日本小児科学会専門医・指導医、日本小児感染症学会認定 インフェクションコントロールドクター(ICD)、臨床研修指導医(日本小児科学会)、抗菌化学療法認定医
医師+(いしぷらす)所属
目次 -INDEX-
幸せホルモン「セロトニン」とは? 作用やメンタルとの関係を医師が解説
編集部
まず、セロトニンについて教えてください。
武井先生
セロトニンは、ヒトが生命活動を維持するために必要であるタンパク質(アミノ酸)の1つである「トリプトファン」から合成される物質です。セロトニンは脳内の基底核に存在する神経伝達物質の1つであり、心拍数などの自律神経や精神状態に作用します。
編集部
セロトニンには、どのような作用があるのでしょうか?

--------------------------------

→ **課題の目的**
上のセロトニンの解説にある次の一文を英語に訳しなさい。「セロトニンは脳内の基底核に存在する神経伝達物質の1つであり、心拍数などの自律神経や精神状態に作用します。」

--------------------------------

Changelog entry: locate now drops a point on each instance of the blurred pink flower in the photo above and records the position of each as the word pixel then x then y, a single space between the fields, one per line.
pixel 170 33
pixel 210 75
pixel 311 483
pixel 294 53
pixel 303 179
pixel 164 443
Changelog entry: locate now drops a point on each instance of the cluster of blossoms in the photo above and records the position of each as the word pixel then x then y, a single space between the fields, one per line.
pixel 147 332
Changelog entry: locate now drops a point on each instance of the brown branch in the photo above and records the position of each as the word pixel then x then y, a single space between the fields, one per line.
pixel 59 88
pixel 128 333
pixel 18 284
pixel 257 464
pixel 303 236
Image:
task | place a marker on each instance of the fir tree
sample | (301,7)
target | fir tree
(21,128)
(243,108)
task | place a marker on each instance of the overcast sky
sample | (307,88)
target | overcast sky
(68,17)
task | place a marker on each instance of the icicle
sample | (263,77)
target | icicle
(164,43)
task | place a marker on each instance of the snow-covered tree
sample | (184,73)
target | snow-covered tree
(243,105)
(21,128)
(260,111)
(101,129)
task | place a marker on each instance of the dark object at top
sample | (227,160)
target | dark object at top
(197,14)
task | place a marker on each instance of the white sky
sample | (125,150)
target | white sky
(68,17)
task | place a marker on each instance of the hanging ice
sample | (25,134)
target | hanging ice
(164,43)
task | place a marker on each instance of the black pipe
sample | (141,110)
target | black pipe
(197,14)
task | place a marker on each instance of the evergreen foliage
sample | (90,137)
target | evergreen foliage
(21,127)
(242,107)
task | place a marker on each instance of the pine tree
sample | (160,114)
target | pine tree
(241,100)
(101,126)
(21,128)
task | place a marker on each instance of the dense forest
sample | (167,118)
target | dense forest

--------------------------------

→ **解答文**
Serotonin is one of the neurotransmitters present in the basal ganglia of the brain, and it acts on the autonomic nervous system, including heart rate, and on mental state.